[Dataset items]

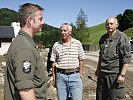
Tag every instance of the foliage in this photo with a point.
(96, 32)
(125, 20)
(129, 32)
(81, 20)
(83, 35)
(8, 16)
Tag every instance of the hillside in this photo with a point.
(96, 32)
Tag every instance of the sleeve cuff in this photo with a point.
(26, 84)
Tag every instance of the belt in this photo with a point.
(68, 71)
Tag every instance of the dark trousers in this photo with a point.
(108, 89)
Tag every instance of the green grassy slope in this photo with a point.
(96, 32)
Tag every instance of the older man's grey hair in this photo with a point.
(115, 19)
(68, 26)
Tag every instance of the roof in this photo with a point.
(6, 32)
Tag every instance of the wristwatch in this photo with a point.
(123, 75)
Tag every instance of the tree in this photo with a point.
(81, 20)
(125, 20)
(8, 16)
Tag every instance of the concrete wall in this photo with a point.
(91, 47)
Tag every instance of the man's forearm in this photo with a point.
(81, 66)
(27, 94)
(124, 69)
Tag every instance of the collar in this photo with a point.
(27, 36)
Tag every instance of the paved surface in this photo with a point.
(93, 56)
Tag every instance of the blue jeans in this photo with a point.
(75, 86)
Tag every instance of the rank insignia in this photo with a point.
(27, 67)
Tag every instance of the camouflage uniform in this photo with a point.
(24, 69)
(114, 52)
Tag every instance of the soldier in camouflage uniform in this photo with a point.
(114, 57)
(24, 73)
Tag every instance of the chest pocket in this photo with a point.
(110, 50)
(39, 74)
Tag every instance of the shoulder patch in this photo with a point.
(26, 67)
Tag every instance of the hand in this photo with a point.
(97, 71)
(120, 79)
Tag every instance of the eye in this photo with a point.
(63, 30)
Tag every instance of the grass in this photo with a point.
(96, 32)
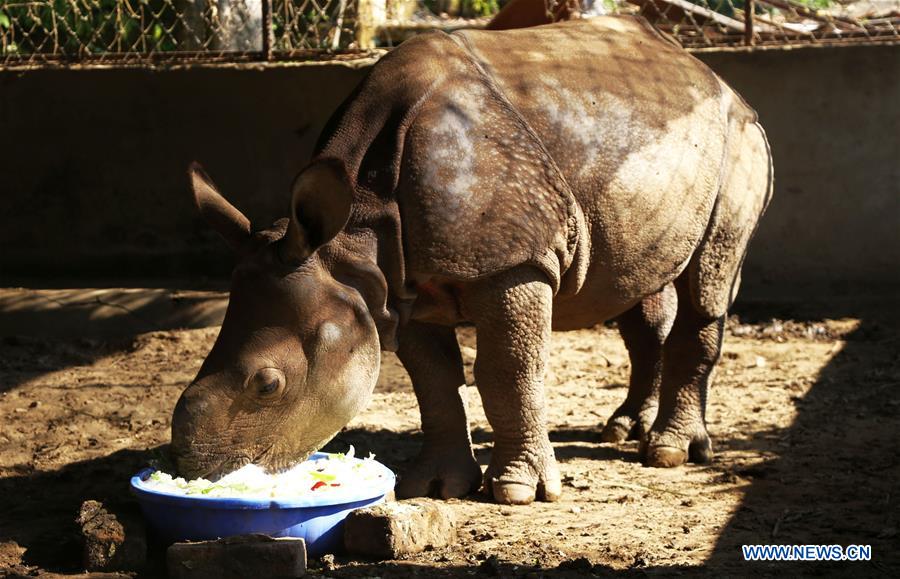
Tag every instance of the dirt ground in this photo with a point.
(805, 416)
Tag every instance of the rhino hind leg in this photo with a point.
(644, 329)
(706, 290)
(445, 467)
(512, 314)
(689, 356)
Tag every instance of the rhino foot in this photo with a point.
(524, 479)
(668, 449)
(440, 474)
(628, 424)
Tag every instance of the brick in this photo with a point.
(237, 558)
(392, 530)
(112, 542)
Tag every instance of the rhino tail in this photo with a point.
(745, 189)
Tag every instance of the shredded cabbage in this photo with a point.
(337, 471)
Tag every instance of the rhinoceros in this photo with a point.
(520, 181)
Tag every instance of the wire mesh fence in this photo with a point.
(40, 32)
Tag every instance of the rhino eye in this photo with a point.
(267, 383)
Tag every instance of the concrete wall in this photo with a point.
(92, 163)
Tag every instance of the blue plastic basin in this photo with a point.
(318, 519)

▶ _WHAT IS BEING ASKED_: Render every line of the listing above as a numbered list, skipping blank lines. Leave the pictures out.

▶ _RESULT_:
1. Tag every instance of the foliage in this photo with a point.
2. (96, 32)
3. (125, 20)
4. (129, 32)
5. (81, 20)
6. (83, 35)
7. (8, 16)
8. Tag every instance of the hillside in this photo with a point.
9. (96, 32)
10. Tag every instance of the sleeve cuff in this photo with a point.
11. (26, 84)
12. Tag every instance of the belt in this photo with a point.
13. (68, 71)
14. Tag every instance of the dark trousers in this photo with a point.
15. (108, 89)
16. Tag every instance of the green grassy slope in this photo with a point.
17. (96, 32)
18. Tag every instance of the older man's grey hair in this photo with a point.
19. (115, 19)
20. (68, 26)
21. Tag every instance of the roof in this photo with a point.
22. (6, 32)
23. Tag every instance of the wristwatch in this photo with a point.
24. (123, 75)
25. Tag every instance of the tree in this photo with a point.
26. (81, 20)
27. (125, 20)
28. (8, 16)
29. Tag every instance of the concrete wall in this photo with a point.
30. (91, 47)
31. Tag every instance of the man's forearm in this photo with a point.
32. (81, 66)
33. (27, 94)
34. (124, 69)
35. Tag every instance of the collar in this photo with a point.
36. (27, 36)
37. Tag every instance of the paved surface in this photo with a point.
38. (93, 56)
39. Tag every instance of the blue jeans in this photo with a point.
40. (75, 86)
41. Tag every instance of the rank insignia in this photo with a point.
42. (27, 67)
43. Tag every instance of the camouflage uniform in this photo with a point.
44. (24, 69)
45. (114, 52)
46. Tag every instance of the soldier in camouflage uniform in this photo with a point.
47. (114, 57)
48. (24, 73)
49. Tag every instance of the chest pocket in this photo with a point.
50. (110, 50)
51. (39, 74)
52. Tag every instance of the shoulder patch in this photo with a point.
53. (26, 67)
54. Tag every instance of the hand in this photo with a point.
55. (97, 71)
56. (120, 79)
57. Tag every instance of the eye in this photo with a point.
58. (63, 30)
59. Tag every instance of the grass in this photo with a point.
60. (96, 32)
61. Tag every instance of the dirt ground in this photo with a point.
62. (805, 416)
63. Tag every instance of the rhino hind leg in this photo with a point.
64. (644, 329)
65. (706, 290)
66. (445, 467)
67. (512, 314)
68. (689, 356)
69. Tag every instance of the rhino foot in this photo with a point.
70. (524, 479)
71. (668, 449)
72. (440, 474)
73. (628, 424)
74. Tag every instance of the brick in this photo with a point.
75. (237, 558)
76. (392, 530)
77. (112, 542)
78. Tag every instance of the rhino tail in this photo with a point.
79. (745, 189)
80. Tag every instance of the shredded cabbage in this photo with a point.
81. (337, 471)
82. Tag every instance of the rhinoceros in this photo with a point.
83. (520, 181)
84. Tag every instance of the wire mesh fence in this photo with a point.
85. (40, 32)
86. Tag every instance of the rhino eye in this photo with a point.
87. (267, 383)
88. Tag every instance of the concrete wall in this photo with a point.
89. (92, 163)
90. Tag every instance of the blue plastic basin in this photo with a point.
91. (318, 519)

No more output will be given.